## [Problem to work on]
Working from the line that contains "Where can the rooftop" down to the last line below, repeat each line exactly.

Records from a dataset:

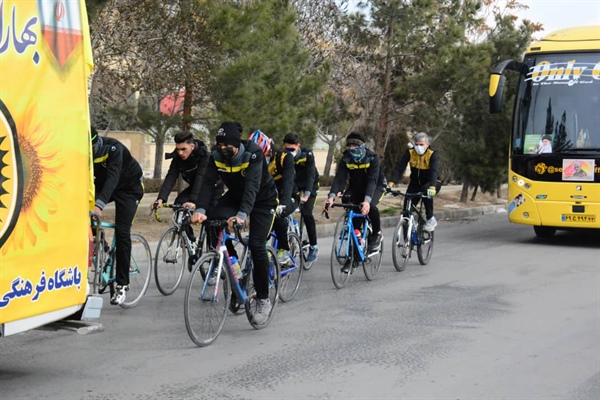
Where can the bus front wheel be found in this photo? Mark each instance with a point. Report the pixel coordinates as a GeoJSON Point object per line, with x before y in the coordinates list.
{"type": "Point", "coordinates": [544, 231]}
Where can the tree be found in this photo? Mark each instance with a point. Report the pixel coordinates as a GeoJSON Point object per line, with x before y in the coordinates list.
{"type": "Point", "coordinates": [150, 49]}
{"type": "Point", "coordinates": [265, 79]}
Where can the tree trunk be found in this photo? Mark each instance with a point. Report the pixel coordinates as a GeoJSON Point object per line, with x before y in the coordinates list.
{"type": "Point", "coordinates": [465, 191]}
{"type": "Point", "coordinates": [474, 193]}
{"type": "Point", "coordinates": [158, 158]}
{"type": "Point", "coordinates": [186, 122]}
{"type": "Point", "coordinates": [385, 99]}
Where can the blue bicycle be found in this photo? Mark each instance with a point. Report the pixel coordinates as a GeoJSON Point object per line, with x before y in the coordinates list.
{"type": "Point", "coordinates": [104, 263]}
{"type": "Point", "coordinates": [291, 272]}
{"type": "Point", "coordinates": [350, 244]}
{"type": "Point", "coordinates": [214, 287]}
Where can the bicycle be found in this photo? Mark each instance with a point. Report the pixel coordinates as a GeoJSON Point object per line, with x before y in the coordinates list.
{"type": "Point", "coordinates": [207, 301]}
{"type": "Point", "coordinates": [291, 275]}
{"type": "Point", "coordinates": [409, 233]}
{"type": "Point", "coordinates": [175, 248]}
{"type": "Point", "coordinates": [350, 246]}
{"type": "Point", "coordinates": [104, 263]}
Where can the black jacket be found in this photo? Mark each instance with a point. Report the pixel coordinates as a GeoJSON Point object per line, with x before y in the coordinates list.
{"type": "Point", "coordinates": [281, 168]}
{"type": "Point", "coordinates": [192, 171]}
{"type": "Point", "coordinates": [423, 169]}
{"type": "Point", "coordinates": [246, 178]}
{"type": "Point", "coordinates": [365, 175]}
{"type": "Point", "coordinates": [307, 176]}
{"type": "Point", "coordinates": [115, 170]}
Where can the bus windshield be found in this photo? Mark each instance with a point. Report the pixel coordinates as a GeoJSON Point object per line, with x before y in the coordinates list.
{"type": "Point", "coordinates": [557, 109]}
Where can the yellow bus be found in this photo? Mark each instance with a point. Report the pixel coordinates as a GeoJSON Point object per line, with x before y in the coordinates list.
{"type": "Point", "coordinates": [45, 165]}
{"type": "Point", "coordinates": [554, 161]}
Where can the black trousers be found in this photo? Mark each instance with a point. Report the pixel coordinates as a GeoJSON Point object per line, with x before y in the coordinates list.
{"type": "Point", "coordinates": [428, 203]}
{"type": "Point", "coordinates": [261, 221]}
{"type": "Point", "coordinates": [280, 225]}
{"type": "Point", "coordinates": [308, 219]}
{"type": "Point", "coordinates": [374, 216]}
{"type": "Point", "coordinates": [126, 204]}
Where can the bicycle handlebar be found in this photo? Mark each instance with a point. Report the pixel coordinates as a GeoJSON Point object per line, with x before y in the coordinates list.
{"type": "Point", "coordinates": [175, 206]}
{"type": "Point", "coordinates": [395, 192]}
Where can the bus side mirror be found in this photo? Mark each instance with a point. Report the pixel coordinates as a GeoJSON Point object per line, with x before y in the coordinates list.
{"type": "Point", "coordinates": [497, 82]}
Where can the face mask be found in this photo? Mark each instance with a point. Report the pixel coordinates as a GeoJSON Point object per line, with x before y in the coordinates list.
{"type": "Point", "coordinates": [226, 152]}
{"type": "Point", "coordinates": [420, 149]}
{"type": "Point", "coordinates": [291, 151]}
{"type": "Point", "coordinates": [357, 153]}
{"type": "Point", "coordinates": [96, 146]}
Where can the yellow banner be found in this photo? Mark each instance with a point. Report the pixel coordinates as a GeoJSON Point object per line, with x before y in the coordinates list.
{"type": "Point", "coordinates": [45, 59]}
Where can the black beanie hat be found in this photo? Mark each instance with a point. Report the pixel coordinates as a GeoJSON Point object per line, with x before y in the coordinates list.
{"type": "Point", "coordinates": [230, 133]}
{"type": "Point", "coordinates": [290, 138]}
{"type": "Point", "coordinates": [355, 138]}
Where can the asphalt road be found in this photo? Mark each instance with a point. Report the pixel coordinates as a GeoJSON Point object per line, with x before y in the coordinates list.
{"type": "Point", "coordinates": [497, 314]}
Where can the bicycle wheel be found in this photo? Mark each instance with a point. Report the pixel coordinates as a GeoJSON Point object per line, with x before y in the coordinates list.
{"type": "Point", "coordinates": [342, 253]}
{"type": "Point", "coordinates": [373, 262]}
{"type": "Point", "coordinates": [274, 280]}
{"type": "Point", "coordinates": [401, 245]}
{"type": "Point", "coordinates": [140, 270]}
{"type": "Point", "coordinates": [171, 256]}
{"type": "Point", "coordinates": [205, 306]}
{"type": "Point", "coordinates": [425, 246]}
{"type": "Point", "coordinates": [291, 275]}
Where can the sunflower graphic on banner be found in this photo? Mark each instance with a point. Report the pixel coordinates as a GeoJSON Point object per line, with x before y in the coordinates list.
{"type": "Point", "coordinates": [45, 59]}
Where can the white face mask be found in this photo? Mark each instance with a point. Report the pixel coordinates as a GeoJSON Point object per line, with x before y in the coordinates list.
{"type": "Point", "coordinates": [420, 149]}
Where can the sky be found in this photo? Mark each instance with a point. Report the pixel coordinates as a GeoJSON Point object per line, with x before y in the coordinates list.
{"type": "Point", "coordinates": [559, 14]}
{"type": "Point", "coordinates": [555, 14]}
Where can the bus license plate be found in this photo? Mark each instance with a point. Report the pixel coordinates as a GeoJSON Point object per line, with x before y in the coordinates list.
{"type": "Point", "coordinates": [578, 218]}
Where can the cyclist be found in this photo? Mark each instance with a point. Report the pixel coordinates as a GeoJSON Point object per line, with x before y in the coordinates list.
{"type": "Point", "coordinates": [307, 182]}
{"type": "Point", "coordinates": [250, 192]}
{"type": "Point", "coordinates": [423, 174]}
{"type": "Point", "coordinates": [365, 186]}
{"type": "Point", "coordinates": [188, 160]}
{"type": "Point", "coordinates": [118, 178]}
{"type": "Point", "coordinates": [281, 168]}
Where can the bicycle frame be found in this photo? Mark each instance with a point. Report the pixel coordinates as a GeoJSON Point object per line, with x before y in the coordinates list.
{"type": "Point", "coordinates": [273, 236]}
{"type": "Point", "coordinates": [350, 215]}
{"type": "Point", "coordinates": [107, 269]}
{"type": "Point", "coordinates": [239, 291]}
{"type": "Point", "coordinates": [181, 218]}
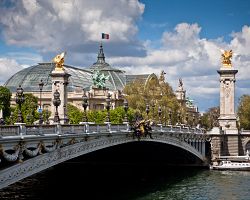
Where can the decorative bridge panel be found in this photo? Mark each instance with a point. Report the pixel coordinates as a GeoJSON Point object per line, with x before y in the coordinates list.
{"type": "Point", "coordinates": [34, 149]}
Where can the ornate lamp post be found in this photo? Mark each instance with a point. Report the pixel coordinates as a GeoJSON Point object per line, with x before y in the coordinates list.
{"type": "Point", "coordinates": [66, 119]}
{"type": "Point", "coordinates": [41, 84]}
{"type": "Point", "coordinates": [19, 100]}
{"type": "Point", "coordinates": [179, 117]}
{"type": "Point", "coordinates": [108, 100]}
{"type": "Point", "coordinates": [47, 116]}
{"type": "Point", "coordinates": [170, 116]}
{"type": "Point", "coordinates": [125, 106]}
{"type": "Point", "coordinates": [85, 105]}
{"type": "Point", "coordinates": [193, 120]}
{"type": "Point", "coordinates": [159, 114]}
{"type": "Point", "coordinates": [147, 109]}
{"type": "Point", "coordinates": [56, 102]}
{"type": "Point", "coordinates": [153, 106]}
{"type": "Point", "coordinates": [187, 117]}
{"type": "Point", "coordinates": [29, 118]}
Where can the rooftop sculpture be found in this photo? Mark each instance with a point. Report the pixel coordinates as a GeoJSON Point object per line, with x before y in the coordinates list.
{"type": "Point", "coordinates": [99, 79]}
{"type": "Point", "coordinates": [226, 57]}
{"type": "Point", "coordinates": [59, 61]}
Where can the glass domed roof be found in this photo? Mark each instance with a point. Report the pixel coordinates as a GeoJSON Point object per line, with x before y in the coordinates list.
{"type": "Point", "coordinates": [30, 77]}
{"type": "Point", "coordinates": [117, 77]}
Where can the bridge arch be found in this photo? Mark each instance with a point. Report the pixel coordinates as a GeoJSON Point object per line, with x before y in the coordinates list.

## [Solution to the exercise]
Where can the rooftop sculpture be found in this photo? Mark each instance with a point. Report the pixel coordinates as a GeoJSON Point object per line, with x before y in the coordinates list.
{"type": "Point", "coordinates": [99, 79]}
{"type": "Point", "coordinates": [226, 57]}
{"type": "Point", "coordinates": [59, 61]}
Where can the glass domed roof be found in this photo? Mark each instance with a point. Report the pixel coordinates as a GeoJSON Point object per line, with x before y in the coordinates list.
{"type": "Point", "coordinates": [30, 77]}
{"type": "Point", "coordinates": [117, 77]}
Where can the bridge arch be found in this photo? Mark each instance with a point. Report the pixel coordinates as a GeoJSON Point object per line, with x before y in the coordinates list.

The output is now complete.